Given passage:

***

New study shows HIV-infected women not using statins as recommendedOnline Only, Section 4A, Top Highlights Wednesday, December 6th, 2017
NEW ROCHELLE, N.Y.—A new study has shown that HIV-infected women do not use statins as recommended by the most recent guidelines. Control of blood lipid levels to prevent heart disease is especially important in HIV-positive women, and they may also benefit from the potential anti-inflammatory effects of statins, as described in an article published in AIDS Patient Care and STDs, a peer-reviewed journal from Mary Ann Liebert, Inc., publishers. The article is available free on the AIDS Patient Care and STDs website until January 6, 2018.
In the article entitled “Underutilization of Statins When Indicated in HIV-Seropositive and Seronegative Women,” Jonathan Todd, PhD, University of North Carolina, Chapel Hill and a national team of coauthors evaluated the use of statins by both HIV-infected and HIV-uninfected women in whom their use is indicated. Statin use 5 years after indicated was low for both groups of women, with a rate of 38% for HIV-infected women. New guidelines for statin use released in 2013 increased the percentage of HIV-infected women for whom statin use is recommended from 16% to 45%.

***

Exercise data:
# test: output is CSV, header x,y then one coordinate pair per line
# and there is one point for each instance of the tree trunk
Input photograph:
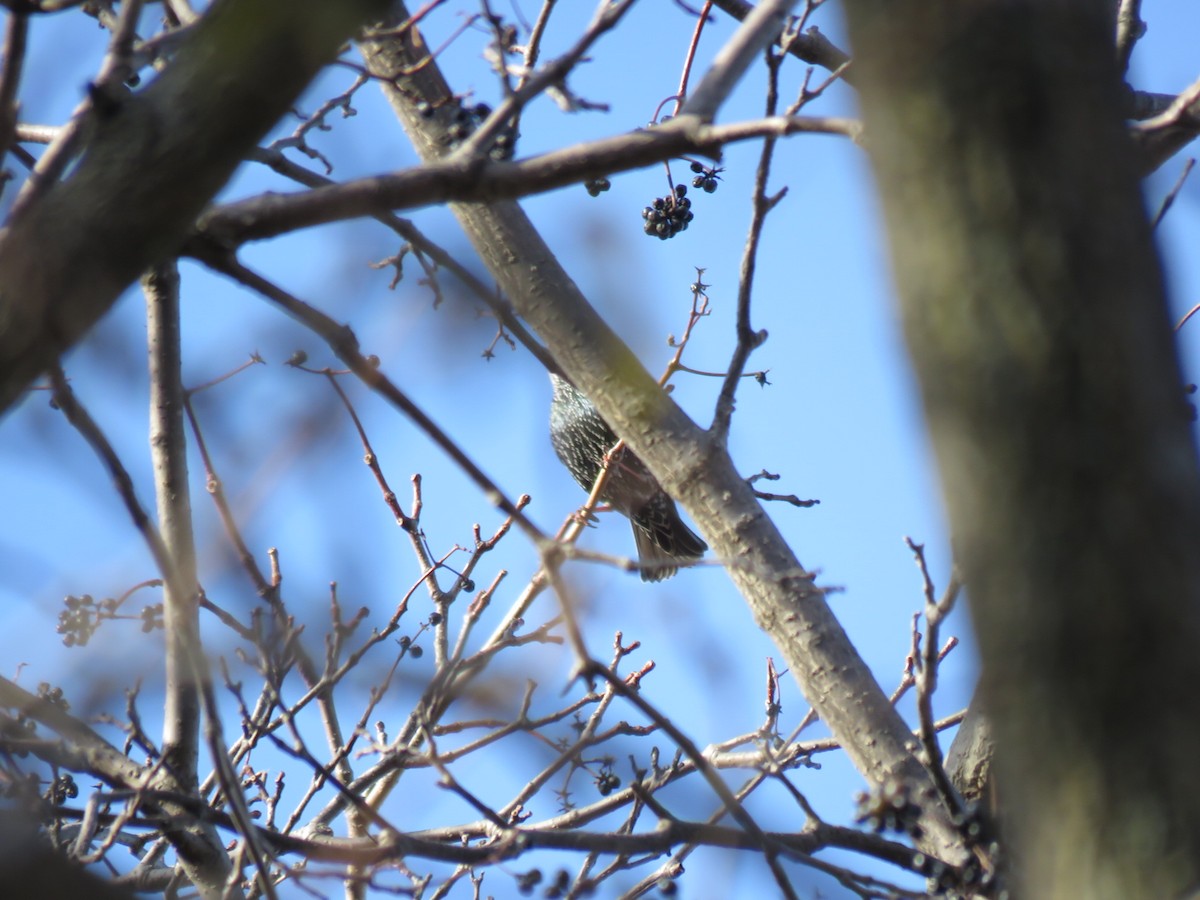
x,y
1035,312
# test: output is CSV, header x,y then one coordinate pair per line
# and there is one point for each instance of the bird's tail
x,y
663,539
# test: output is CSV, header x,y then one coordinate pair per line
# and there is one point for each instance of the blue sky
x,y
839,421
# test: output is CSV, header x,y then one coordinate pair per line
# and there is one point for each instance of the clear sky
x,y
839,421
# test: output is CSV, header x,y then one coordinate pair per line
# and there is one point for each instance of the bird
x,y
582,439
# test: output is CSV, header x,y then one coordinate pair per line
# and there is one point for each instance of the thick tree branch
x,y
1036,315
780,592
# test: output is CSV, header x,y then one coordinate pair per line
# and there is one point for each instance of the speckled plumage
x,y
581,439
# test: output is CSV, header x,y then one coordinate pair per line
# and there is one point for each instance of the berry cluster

***

What to produce: Could you repeat the statin article, beginning at the words "In the article" and stopping after "16% to 45%.", but substitute "poor" for "low"? Rely on nothing but the statin article.

Answer to this problem:
In the article entitled “Underutilization of Statins When Indicated in HIV-Seropositive and Seronegative Women,” Jonathan Todd, PhD, University of North Carolina, Chapel Hill and a national team of coauthors evaluated the use of statins by both HIV-infected and HIV-uninfected women in whom their use is indicated. Statin use 5 years after indicated was poor for both groups of women, with a rate of 38% for HIV-infected women. New guidelines for statin use released in 2013 increased the percentage of HIV-infected women for whom statin use is recommended from 16% to 45%.